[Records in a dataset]

● ● ● ● ● ● ●

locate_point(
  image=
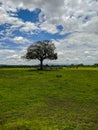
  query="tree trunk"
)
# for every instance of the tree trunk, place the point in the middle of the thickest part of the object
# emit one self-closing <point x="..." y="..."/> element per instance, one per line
<point x="41" y="64"/>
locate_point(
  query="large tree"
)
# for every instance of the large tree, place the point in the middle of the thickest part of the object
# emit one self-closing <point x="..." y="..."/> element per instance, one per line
<point x="41" y="50"/>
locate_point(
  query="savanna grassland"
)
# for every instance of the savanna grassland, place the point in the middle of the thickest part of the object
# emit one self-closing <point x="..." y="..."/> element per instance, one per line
<point x="62" y="99"/>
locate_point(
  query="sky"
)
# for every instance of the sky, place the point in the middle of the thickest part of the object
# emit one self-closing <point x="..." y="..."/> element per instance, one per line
<point x="72" y="25"/>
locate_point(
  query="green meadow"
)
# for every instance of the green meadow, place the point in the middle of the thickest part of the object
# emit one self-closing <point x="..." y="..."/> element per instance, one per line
<point x="62" y="99"/>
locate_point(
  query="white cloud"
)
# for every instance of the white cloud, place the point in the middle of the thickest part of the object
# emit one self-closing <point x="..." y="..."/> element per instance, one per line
<point x="20" y="40"/>
<point x="28" y="27"/>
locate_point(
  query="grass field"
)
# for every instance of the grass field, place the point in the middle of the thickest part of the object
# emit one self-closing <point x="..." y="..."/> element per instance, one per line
<point x="63" y="99"/>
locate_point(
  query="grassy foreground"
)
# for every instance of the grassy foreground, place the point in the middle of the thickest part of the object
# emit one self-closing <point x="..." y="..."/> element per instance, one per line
<point x="64" y="99"/>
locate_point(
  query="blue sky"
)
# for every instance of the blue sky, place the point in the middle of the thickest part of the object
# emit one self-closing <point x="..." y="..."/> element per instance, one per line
<point x="71" y="25"/>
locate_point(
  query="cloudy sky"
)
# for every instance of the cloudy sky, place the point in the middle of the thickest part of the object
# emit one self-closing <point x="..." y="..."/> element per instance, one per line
<point x="71" y="24"/>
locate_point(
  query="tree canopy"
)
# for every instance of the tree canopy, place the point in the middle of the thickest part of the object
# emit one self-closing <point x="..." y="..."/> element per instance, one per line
<point x="41" y="50"/>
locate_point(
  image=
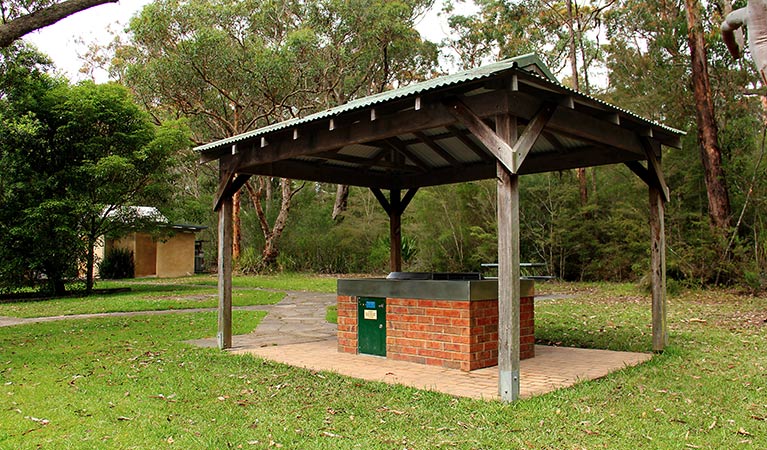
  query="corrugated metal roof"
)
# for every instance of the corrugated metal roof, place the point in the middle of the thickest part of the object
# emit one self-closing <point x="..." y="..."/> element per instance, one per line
<point x="530" y="63"/>
<point x="486" y="71"/>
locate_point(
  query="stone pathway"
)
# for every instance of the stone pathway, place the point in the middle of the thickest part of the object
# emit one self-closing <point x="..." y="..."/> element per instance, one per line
<point x="297" y="318"/>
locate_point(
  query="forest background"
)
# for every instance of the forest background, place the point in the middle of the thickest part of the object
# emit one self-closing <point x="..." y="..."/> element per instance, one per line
<point x="227" y="67"/>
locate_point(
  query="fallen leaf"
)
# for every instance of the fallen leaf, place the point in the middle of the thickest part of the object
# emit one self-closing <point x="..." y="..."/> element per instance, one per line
<point x="329" y="434"/>
<point x="40" y="421"/>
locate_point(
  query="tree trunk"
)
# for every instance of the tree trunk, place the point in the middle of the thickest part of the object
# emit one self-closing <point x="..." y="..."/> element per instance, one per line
<point x="236" y="226"/>
<point x="341" y="203"/>
<point x="573" y="56"/>
<point x="271" y="234"/>
<point x="89" y="263"/>
<point x="18" y="27"/>
<point x="719" y="210"/>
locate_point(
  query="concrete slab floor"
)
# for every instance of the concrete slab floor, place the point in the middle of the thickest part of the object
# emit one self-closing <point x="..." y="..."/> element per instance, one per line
<point x="552" y="368"/>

● ● ● ● ● ● ●

§ **Task details**: State how many lines of the records above contain the string "field", counting only matches with the same case. Reply with the number alone.

§ **Result**: 2